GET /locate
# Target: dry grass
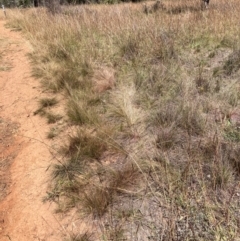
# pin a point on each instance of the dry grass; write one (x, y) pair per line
(152, 91)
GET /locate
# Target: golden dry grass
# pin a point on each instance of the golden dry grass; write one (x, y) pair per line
(155, 96)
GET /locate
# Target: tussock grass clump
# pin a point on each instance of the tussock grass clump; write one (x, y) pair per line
(154, 102)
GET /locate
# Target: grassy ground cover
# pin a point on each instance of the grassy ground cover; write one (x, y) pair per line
(151, 95)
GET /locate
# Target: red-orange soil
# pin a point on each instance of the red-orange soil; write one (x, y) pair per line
(24, 150)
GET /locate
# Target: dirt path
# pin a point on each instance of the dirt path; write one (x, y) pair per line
(24, 154)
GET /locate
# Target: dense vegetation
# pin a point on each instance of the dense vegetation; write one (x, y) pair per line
(149, 132)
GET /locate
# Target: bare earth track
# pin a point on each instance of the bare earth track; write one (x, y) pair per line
(24, 151)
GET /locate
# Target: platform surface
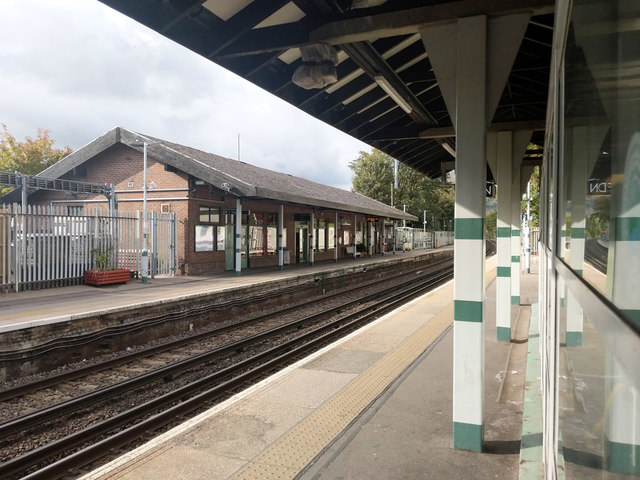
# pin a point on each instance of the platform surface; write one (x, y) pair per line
(376, 404)
(28, 308)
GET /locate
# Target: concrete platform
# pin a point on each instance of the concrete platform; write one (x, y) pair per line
(376, 404)
(36, 307)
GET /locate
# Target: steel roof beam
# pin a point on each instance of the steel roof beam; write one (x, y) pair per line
(402, 22)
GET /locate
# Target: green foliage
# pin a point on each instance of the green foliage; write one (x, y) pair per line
(102, 257)
(31, 156)
(491, 224)
(373, 177)
(534, 207)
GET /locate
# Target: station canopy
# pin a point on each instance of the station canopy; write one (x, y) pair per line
(360, 65)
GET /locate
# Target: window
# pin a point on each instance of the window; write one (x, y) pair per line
(204, 238)
(220, 233)
(320, 235)
(209, 214)
(332, 236)
(263, 234)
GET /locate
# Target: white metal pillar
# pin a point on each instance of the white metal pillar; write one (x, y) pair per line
(516, 217)
(312, 237)
(355, 227)
(238, 238)
(335, 239)
(503, 279)
(577, 193)
(280, 233)
(468, 357)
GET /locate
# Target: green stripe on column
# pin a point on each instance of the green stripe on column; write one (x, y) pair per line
(467, 436)
(468, 228)
(467, 311)
(621, 457)
(628, 229)
(634, 316)
(574, 339)
(577, 232)
(504, 271)
(504, 334)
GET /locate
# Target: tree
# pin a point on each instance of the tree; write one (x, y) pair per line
(31, 156)
(373, 177)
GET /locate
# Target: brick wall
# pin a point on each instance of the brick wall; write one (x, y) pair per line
(123, 167)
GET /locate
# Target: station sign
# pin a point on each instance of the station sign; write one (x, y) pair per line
(598, 187)
(490, 189)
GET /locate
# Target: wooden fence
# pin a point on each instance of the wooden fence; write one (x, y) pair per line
(44, 247)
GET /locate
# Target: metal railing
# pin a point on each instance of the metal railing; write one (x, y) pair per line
(44, 247)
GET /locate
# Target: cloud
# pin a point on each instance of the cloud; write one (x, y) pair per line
(79, 68)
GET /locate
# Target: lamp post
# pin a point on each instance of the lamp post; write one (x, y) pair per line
(144, 255)
(144, 260)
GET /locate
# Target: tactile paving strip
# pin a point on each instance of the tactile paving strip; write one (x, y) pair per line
(288, 456)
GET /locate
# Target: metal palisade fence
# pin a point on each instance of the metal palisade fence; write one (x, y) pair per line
(44, 247)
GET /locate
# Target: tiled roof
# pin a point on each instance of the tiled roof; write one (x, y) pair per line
(238, 178)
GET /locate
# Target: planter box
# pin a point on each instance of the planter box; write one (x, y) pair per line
(106, 277)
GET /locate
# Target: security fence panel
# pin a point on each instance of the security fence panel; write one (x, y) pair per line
(44, 246)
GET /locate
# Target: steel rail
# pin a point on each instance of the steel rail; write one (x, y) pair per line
(285, 351)
(52, 380)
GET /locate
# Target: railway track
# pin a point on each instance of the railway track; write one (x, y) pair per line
(180, 388)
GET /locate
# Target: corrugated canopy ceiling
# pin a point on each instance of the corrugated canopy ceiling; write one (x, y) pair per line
(374, 42)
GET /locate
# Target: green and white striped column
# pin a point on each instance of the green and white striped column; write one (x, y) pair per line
(468, 326)
(312, 243)
(238, 238)
(503, 279)
(280, 237)
(622, 439)
(516, 217)
(578, 193)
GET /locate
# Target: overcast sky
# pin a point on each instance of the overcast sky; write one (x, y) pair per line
(78, 69)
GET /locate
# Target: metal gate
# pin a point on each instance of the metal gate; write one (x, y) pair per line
(44, 247)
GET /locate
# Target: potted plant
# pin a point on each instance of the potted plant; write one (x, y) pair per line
(103, 274)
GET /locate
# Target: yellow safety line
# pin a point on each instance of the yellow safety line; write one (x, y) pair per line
(285, 458)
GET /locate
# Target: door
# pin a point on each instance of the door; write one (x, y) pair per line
(302, 242)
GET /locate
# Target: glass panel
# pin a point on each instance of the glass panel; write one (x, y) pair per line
(320, 235)
(332, 239)
(204, 238)
(600, 199)
(272, 240)
(599, 207)
(221, 238)
(599, 400)
(256, 234)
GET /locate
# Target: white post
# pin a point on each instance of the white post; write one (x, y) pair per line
(144, 260)
(238, 236)
(335, 239)
(527, 240)
(280, 232)
(468, 325)
(312, 237)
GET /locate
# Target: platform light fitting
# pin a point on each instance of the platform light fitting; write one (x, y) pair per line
(395, 96)
(449, 149)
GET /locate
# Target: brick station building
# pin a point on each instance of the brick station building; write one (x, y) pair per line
(205, 191)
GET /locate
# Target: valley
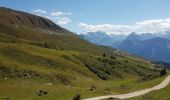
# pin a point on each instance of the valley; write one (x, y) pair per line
(39, 60)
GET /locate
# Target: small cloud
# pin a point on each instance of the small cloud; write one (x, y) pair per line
(59, 13)
(39, 11)
(147, 26)
(63, 21)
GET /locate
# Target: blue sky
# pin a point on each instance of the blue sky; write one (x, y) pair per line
(118, 16)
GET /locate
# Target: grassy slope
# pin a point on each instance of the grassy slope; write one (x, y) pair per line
(32, 59)
(66, 71)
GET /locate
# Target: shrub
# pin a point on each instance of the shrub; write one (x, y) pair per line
(163, 72)
(77, 97)
(104, 55)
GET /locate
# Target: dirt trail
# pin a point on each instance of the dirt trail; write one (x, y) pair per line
(163, 84)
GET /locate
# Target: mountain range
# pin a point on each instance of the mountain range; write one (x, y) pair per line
(41, 60)
(154, 47)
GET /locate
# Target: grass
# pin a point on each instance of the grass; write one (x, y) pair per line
(33, 59)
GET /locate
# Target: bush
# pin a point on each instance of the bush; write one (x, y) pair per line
(77, 97)
(163, 72)
(104, 55)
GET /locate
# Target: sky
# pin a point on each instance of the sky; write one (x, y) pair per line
(110, 16)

WRITTEN INSTRUCTION
Omit every picture while copying the listing above exactly.

CORRECT OUTPUT
GET /locate
# Target: dry grass
# pin a point on each instance of the dry grass; write one (x, y) pair per line
(152, 91)
GET /locate
# Target: golden dry grass
# pin a point on each instance of the golden dry grass; write one (x, y) pair per line
(155, 96)
GET /locate
# Target: tussock grass clump
# pin a point on each instance of the tussock grass clump; write one (x, y) pair per line
(154, 102)
GET /locate
# Target: grassy ground cover
# pin a point on each instance of the grassy ground cover; write one (x, y) pair per line
(151, 95)
GET /locate
# Target: red-orange soil
# pin a point on each instance of the red-orange soil; write one (x, y) pair per line
(24, 150)
GET /locate
# Target: dirt path
# pin a point on each instance of the dirt path; write one (x, y) pair per line
(24, 154)
GET /locate
# Target: dense vegetation
# pin a point on each instance of the dense vegetation; write one (x, y) pair per line
(149, 132)
GET /locate
# Target: bare earth track
# pin a point on each instance of the bare earth track; write one (x, y) pair per line
(24, 151)
GET /locate
# Target: platform surface
# pin a point on each instance of the platform surface; write one (x, y) pair per line
(376, 404)
(28, 308)
GET /locate
# Target: concrete platform
# pin a point on each instance of the concrete platform; write one (x, y) pair per line
(376, 404)
(36, 307)
GET /locate
# Target: steel roof beam
# pin a point on each instance of the steel roof beam; write one (x, y) pair per line
(402, 22)
GET /locate
# Target: green foliage
# pin a point on each instance of the green foliage; write one (x, y) pair per line
(102, 257)
(31, 156)
(491, 224)
(373, 177)
(534, 207)
GET /locate
# Target: station canopy
# pin a point on each instance of the station canopy; write one (x, y) pair per line
(360, 65)
GET /locate
# Target: window
# pin a point on each instance of the window; write one (x, y) pair per line
(204, 238)
(220, 233)
(320, 235)
(209, 214)
(332, 236)
(263, 234)
GET /locate
# Target: white metal pillar
# pin a point on each instance of the white metal pillar; write one (x, y) pair per line
(516, 217)
(312, 237)
(355, 227)
(238, 238)
(335, 239)
(503, 279)
(577, 193)
(280, 233)
(468, 357)
GET /locate
# Target: green stripe on column
# pin a point on each instance of the green stripe on column; write one (x, y) pair per line
(467, 436)
(468, 228)
(467, 311)
(621, 457)
(628, 229)
(634, 316)
(574, 339)
(577, 232)
(504, 271)
(504, 334)
GET /locate
# Target: tree
# pin a point on each instance of the tree; write one (x, y) pair per line
(31, 156)
(373, 177)
GET /locate
# Target: brick wall
# pin a point on each instance of the brick wall; write one (x, y) pair per line
(123, 167)
GET /locate
# Target: station sign
# pin a point on each instance of the station sign; write one (x, y) pair per line
(598, 187)
(490, 189)
GET /locate
# Target: wooden fence
# pin a point on each instance of the wooden fence; write one (x, y) pair per line
(44, 247)
GET /locate
# Target: metal railing
# pin a point on each instance of the metal railing; write one (x, y) pair per line
(44, 247)
GET /locate
# Target: cloud
# pin a point on each instance of the cloud; write one (x, y) pair per line
(79, 68)
GET /locate
# Target: lamp post
# pin a point on each instance of the lamp post; write one (x, y) pair per line
(144, 255)
(144, 260)
GET /locate
# Target: tactile paving strip
# pin a point on each instance of the tactile paving strip; write one (x, y) pair per line
(288, 456)
GET /locate
# Target: metal palisade fence
# pin a point on each instance of the metal palisade fence; write one (x, y) pair per line
(44, 247)
GET /locate
# Target: tiled roof
# pin a point on each instance of the tiled roof; write one (x, y) pair per line
(238, 178)
GET /locate
# Target: planter box
# pin a point on each instance of the planter box; write one (x, y) pair per line
(106, 277)
GET /locate
# Target: security fence panel
# pin a point on each instance of the security fence panel; write one (x, y) pair per line
(44, 246)
GET /locate
# Target: steel rail
# pin a point on each instance of the steel rail; write one (x, y) pair per line
(285, 351)
(52, 380)
GET /locate
# Target: railway track
# pin a point on each instance of the railway track; write one (x, y) pair per line
(180, 388)
GET /locate
# Target: corrugated canopy ceiling
# pin a point on each instance of the corrugated canopy ceiling; write one (x, y) pair per line
(374, 42)
GET /locate
# Target: green and white striped column
# pin a point on each instance of the green and white striped column; write one (x, y) pair per line
(468, 326)
(312, 243)
(238, 238)
(503, 279)
(280, 237)
(622, 439)
(516, 217)
(578, 193)
GET /locate
# Target: overcast sky
# pin a point on each instance of the overcast sky; write one (x, y) pair per line
(78, 69)
GET /locate
# Target: metal gate
# pin a point on each instance of the metal gate; write one (x, y) pair per line
(44, 247)
GET /locate
# Target: potted plant
# pin a point on each instance of the potted plant; write one (x, y) pair per line
(103, 274)
GET /locate
# Target: yellow safety line
# pin a point on each instance of the yellow safety line; write one (x, y) pair per line
(285, 458)
GET /locate
# Target: door
# pin a point on each instance of the door; write one (x, y) pair per line
(302, 242)
GET /locate
# Target: glass panel
# pin a point on each instance of the glass panel; write one (x, y) pair per line
(320, 235)
(332, 239)
(204, 238)
(600, 199)
(272, 240)
(599, 207)
(221, 238)
(599, 400)
(256, 234)
GET /locate
# Target: white post
# pin a point on each instance of the white post; write one (x, y) pair per line
(144, 260)
(238, 236)
(335, 239)
(527, 240)
(280, 232)
(468, 325)
(312, 237)
GET /locate
# Target: platform light fitting
# pin a point on each instance of the platform light fitting; write one (x, y) pair per line
(395, 96)
(449, 149)
GET /locate
# Target: brick station building
# pin a point on each instance of the brick station building; write one (x, y) pair per line
(205, 191)
GET /locate
# Target: valley
# pin a point on each instance of the valley; write one (x, y) pair per line
(39, 60)
GET /locate
# Target: small cloud
# pin a point on each instance of the small cloud; write one (x, y) pair per line
(59, 13)
(39, 11)
(147, 26)
(63, 21)
GET /locate
# Target: blue sky
# pin a point on each instance of the blue sky; write one (x, y) pair per line
(118, 16)
GET /locate
# Target: grassy slope
# pin a point on each instance of the grassy slope; write one (x, y) pair per line
(32, 59)
(66, 71)
GET /locate
# Target: shrub
# pin a point on each instance of the shrub; write one (x, y) pair per line
(163, 72)
(77, 97)
(104, 55)
GET /locate
# Target: dirt trail
# pin a point on each instance of the dirt trail; write one (x, y) pair per line
(163, 84)
GET /locate
# Target: mountain range
# pin a point on each instance of the mountain range; write one (x, y) pair per line
(41, 60)
(154, 47)
GET /locate
# Target: grass
# pin a point on each instance of the grass; write one (x, y) pair per line
(33, 59)
GET /locate
# Target: bush
# pin a point on each instance of the bush; write one (x, y) pair per line
(77, 97)
(163, 72)
(104, 55)
GET /locate
# Target: sky
# pin a point on each instance of the sky; write one (x, y) pair per line
(110, 16)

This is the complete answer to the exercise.